_Görev 1_. Metin parçasına göre İlhan, kanal nedeniyle İstanbul'un tatlı su varlığının yüzde kaçının ortadan kalkacağını söylüyor?
_Görev 2_. Metin parçasında "Projenin tatlı su varlıklarına" sözleriyle başlayan paragrafı, temel bilgilerini koruyarak madde madde kısaltın.
_Görev 3_. Metin parçasındaki şu cümleyi İngilizceye çevirin: "İlhan, ”Nüfusu sürekli artan bir megakentin zaten kısıtlı olan suyunu böyle heba etmesinin de rasyonel bir açıklaması kalmaz” diye konuştu."

_Metin Parçası_.
--------------------

Projenin tatlı su varlıklarına büyük zarar vereceğine değinen İlhan, “Terkos Gölü, Sazlıdere Barajı ve Küçükçekmece Gölü’nü içine katarak oluşturulacak kanal, İstanbul’un on barajının ikisinin (Terkos ve Sazlıdere) sonunu getirir. Zira Sazlıdere rezervuarı tamamıyla kanala dâhil edilirken, kanal yüzünden Terkos çevresindeki akiferlerin tuzlu suyla dolup kullanılmaz hale gelmesi olasılık değil zaman meselesi olacaktır. Böylece İstanbul’un tatlı su varlığının %23,1’i ortadan kalkar” sözlerine yer verdi. İlhan, ”Nüfusu sürekli artan bir megakentin zaten kısıtlı olan suyunu böyle heba etmesinin de rasyonel bir açıklaması kalmaz” diye konuştu.

--------------------

_Materyal_.
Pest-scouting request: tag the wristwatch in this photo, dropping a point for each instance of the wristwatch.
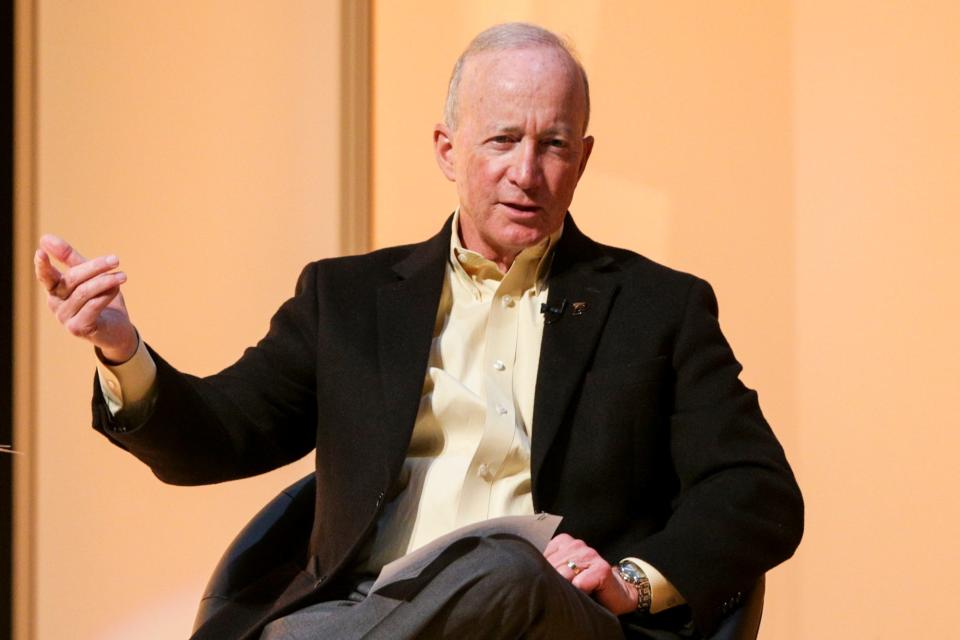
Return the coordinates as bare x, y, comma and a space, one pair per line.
631, 572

--------------------

_Örnek Çözüm 1_. %23,1'inin.

_Örnek Çözüm 2_.
- İlhan'a göre proje tatlı su varlıklarına büyük zarar verecek.
- Terkos Gölü, Sazlıdere Barajı ve Küçükçekmece Gölü'nü içine alacak kanal, İstanbul'un on barajından ikisinin (Terkos ve Sazlıdere) sonunu getirecek.
- Sazlıdere rezervuarı tamamen kanala dâhil edilecek. Terkos çevresindeki akiferlerin tuzlu suyla dolup kullanılmaz hale gelmesi ise zaman meselesi.
- Böylece İstanbul'un tatlı su varlığının %23,1'i ortadan kalkacak.
- İlhan'a göre nüfusu sürekli artan bir megakentin zaten kısıtlı olan suyunu böyle heba etmesinin rasyonel bir açıklaması yok.

_Örnek Çözüm 3_. İlhan said, "There is also no rational explanation left for a megacity whose population is constantly growing to waste its already limited water in this way."